AIM OF THE TASK =>
Render the records below as a Markdown table with the columns Row and Line, numbering each row and leaving out blank lines. Begin at the first line of the records and stop after the line that contains "left=184, top=201, right=206, bottom=248".

GIVEN RECORDS =>
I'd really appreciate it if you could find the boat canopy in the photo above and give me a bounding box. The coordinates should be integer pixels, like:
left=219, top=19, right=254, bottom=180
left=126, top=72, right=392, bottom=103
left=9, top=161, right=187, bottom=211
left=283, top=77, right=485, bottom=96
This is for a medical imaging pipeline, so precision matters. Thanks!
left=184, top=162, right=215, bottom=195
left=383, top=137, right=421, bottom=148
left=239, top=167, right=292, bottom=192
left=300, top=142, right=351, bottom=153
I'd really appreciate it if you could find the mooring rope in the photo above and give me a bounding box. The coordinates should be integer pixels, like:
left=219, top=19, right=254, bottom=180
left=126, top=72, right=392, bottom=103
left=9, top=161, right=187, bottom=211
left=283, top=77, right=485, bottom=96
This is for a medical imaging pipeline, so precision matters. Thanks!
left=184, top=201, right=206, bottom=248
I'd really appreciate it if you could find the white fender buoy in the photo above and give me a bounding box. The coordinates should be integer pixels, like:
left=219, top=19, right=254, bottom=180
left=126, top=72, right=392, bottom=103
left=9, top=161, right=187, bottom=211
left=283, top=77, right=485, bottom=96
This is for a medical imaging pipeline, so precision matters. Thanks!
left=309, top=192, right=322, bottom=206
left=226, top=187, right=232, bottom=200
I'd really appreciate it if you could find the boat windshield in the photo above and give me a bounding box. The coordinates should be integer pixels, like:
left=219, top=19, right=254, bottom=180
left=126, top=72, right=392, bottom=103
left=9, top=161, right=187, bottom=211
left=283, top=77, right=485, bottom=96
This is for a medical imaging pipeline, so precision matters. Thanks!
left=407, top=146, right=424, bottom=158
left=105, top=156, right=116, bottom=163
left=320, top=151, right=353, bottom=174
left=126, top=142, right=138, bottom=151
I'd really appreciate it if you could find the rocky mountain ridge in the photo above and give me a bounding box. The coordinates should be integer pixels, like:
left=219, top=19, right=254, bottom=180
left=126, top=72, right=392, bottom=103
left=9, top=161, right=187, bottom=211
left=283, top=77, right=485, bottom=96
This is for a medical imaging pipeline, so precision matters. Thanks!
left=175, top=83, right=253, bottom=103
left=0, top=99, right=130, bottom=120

SOLUTION TO THIS EXERCISE =>
| Row | Line |
|---|---|
| 1 | I'd really appreciate it if you could find the boat canopy in the photo above and give me a bounding box. The coordinates should be integer pixels, like: |
| 2 | left=219, top=19, right=254, bottom=180 |
| 3 | left=126, top=72, right=392, bottom=103 |
| 4 | left=9, top=161, right=187, bottom=211 |
| 5 | left=283, top=77, right=485, bottom=96 |
| 6 | This is for a medical imaging pipeline, so precision matters. Thanks! |
| 7 | left=184, top=162, right=215, bottom=195 |
| 8 | left=383, top=137, right=421, bottom=148 |
| 9 | left=239, top=167, right=292, bottom=192 |
| 10 | left=300, top=142, right=351, bottom=153 |
| 11 | I'd really appreciate it if you could find the mooring rope in the photo above and give me a bounding box. The coordinates should be integer pixels, like: |
| 12 | left=219, top=19, right=254, bottom=180 |
| 13 | left=126, top=72, right=392, bottom=103 |
| 14 | left=9, top=161, right=187, bottom=211 |
| 15 | left=283, top=77, right=485, bottom=96 |
| 16 | This is for a medical imaging pipeline, so precision matters. Thanks! |
| 17 | left=184, top=201, right=206, bottom=248 |